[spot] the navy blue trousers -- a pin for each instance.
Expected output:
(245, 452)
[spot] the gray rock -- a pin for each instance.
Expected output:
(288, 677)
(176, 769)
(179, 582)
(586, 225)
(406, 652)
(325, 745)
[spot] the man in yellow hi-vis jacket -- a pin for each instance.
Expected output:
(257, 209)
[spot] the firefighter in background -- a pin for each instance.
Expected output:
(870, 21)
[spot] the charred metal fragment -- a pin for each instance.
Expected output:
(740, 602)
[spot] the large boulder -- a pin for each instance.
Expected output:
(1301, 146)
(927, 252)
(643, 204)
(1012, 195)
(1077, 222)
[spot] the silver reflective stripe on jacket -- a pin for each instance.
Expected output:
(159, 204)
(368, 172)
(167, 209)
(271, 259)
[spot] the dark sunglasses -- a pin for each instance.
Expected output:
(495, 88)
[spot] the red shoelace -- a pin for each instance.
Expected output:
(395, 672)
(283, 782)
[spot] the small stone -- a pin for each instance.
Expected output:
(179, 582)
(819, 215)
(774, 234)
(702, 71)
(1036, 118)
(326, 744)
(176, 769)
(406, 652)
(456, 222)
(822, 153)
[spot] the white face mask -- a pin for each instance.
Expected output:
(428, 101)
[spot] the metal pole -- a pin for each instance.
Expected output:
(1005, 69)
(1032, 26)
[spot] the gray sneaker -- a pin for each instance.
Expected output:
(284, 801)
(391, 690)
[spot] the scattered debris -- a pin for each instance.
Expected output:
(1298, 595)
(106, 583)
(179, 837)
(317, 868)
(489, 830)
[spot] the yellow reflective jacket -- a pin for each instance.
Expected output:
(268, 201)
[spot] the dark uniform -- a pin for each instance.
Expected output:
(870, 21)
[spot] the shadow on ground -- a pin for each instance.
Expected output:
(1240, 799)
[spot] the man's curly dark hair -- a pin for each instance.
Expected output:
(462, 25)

Instructions to follow: Rewrite everything from the line containing "[spot] the shadow" down to the end of the listing, changing "a pin for each instance" to "one pin per instance" and leaving the rest as it is. Give only those lines.

Answer:
[spot] the shadow on ground -- one pin per instance.
Expected output:
(1240, 799)
[spot] the man's curly dark hair -- one pin per instance.
Expected output:
(462, 25)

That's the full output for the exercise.